The Major is in full swing, and with it all the heartbreak and emotions that come with it. But most importantly, new stories and new superstars.

The League of Extraordinary Teams

Illustration by ANDYJ. Source: Jussi, ENCE

Not all the teams are created equal. Some are simply better, and those are the ones we’re interested in. Not just the best, The elite, and the elite of the elite. Spoiler alert, they’re no all from EU.

3-0 Elite of the Elite: G2 and ENCE

Our 3-0 teams this year were unsurprising, for once.

G2 were the obvious favorites to go 3-0, especially with their favorable bracket draw. How favorable you ask? Well, their first game was against TheMongolz, a team most of us had set as 0-3 in our pick **’em. They obviously beat them. Setting themselves up for a BO1 against CoL, who, as an NA team, was destined to lose because NA fans don't get to feel joy.

G2’s one and only BO3 then was against Apeks. In a pound-for-pound EU mix vs EU mix duel, it’s pretty tough to beat the star power G2 has. Map 1 of Anubis was sort of competitive with a 16-11 scoreline, but Inferno… not so much, sealing G2’s 3-0 spot.

→ **INFORMATION SUPPLIED**:
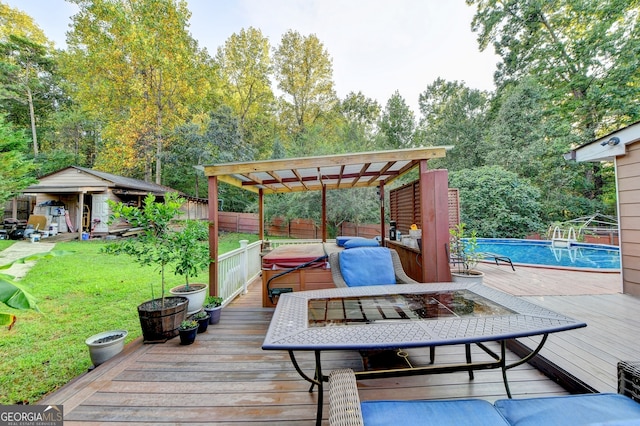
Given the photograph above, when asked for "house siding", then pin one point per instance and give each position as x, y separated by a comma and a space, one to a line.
628, 173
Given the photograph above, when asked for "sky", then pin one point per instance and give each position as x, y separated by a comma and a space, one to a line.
377, 46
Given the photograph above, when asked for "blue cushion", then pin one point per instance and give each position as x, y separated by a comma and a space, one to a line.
571, 410
468, 412
361, 242
343, 239
367, 266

→ **SET TASK**:
Write the next part of the Major recap, starting right after its last sentence.

→ **TASK RESULT**:
Their lossless cohorts at ENCE had a different path. Instead of being allowed to beat 2 teams from the less competitive regions, they played a ladder of EU teams progressively getting harder.

Starting off with OG, the bottom of the EU barrel, gave ENCE a great shot of warming up into the major. So they did, and as they made relatively easy work of OG they flowed right through to their next game against NIP. Their opponents managed 15 rounds between them (6 and 9 respectively) showing just how dominant ENCE was.

That leaves the final step of the ladder, the best of the EU best. Unfortunately, G2 was occupied, so FaZe had to do. This is exactly what ENCE did, do FaZe. Map 1 might’ve gone the way of FaZe but that didn’t stop the EZ4ENCE machine Snappi created from walking right through the remaining two maps. So ENCE joined the elite at the top of the ladder looking down.

3-1 Just Elite: FaZe, Apeks, and NIP

You might’ve noticed, we already mentioned all these teams. So we’ll keep it short. For all of these guys, their only hurdles were those who managed to go 3-0. The rest didn’t seem to be a challenge.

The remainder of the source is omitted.